» **What needs to be done**
Write out the lines of the items below, from the line containing "Exercise. Point to every instance of the cleared" through the last line, as a JSON list of strings, one string per line, leaving out blank lines.
___ Dataset extract
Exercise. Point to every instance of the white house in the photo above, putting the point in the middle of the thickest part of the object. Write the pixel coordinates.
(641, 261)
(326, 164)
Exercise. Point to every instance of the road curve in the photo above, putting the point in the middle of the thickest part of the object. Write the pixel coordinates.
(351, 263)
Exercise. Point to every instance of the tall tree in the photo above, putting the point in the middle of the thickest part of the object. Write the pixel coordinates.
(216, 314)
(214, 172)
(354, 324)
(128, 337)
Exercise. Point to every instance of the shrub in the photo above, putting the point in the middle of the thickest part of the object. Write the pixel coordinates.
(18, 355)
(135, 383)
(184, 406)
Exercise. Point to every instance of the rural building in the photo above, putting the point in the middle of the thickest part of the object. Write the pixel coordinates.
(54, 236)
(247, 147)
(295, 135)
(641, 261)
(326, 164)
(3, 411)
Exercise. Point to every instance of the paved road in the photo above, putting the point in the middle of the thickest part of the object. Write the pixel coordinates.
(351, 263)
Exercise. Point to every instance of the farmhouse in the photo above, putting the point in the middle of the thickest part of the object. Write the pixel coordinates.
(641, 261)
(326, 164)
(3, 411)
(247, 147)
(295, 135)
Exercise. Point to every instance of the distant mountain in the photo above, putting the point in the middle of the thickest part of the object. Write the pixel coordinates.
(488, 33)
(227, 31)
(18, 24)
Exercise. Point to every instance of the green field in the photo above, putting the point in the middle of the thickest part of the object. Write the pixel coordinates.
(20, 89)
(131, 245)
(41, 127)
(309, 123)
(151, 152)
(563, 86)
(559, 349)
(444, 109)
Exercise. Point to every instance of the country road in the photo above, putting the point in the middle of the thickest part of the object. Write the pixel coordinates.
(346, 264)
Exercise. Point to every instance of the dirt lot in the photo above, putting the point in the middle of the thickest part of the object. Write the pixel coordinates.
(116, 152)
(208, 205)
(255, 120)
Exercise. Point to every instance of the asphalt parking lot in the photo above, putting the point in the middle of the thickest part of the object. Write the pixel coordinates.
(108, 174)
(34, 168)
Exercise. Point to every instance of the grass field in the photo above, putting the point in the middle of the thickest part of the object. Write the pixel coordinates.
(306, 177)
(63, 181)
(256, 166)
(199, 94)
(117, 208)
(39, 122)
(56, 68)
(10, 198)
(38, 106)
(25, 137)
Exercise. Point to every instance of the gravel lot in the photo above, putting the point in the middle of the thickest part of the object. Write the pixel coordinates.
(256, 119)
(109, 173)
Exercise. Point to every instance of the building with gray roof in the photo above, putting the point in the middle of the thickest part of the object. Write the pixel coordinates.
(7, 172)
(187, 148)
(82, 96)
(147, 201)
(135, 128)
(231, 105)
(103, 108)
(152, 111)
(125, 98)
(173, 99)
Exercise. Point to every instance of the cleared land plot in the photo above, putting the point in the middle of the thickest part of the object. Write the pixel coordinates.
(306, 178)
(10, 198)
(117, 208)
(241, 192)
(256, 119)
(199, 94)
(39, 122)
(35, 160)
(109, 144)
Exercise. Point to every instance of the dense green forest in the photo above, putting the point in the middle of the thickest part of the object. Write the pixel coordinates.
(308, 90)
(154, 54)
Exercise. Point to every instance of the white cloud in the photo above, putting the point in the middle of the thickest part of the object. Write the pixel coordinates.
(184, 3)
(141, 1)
______
» **The completed task**
[
  "Exercise. Point to every instance of the cleared land plot in the photo above, putting the point in the middle of the thickest part of the object. Write the pixel coordinates.",
  "(306, 178)",
  "(10, 198)",
  "(117, 208)",
  "(241, 192)",
  "(256, 119)",
  "(199, 94)",
  "(39, 122)",
  "(35, 160)",
  "(109, 144)",
  "Exercise. Point to every instance of the dense green forest in the photo above, putting the point in the middle of the thickest part of the object. Write the pixel coordinates.",
  "(308, 90)",
  "(154, 54)",
  "Exercise. Point to every instance of the white cloud in the photo above, putting the point in the middle of the thickest part of the object. Write the pixel coordinates.",
  "(184, 3)",
  "(141, 1)"
]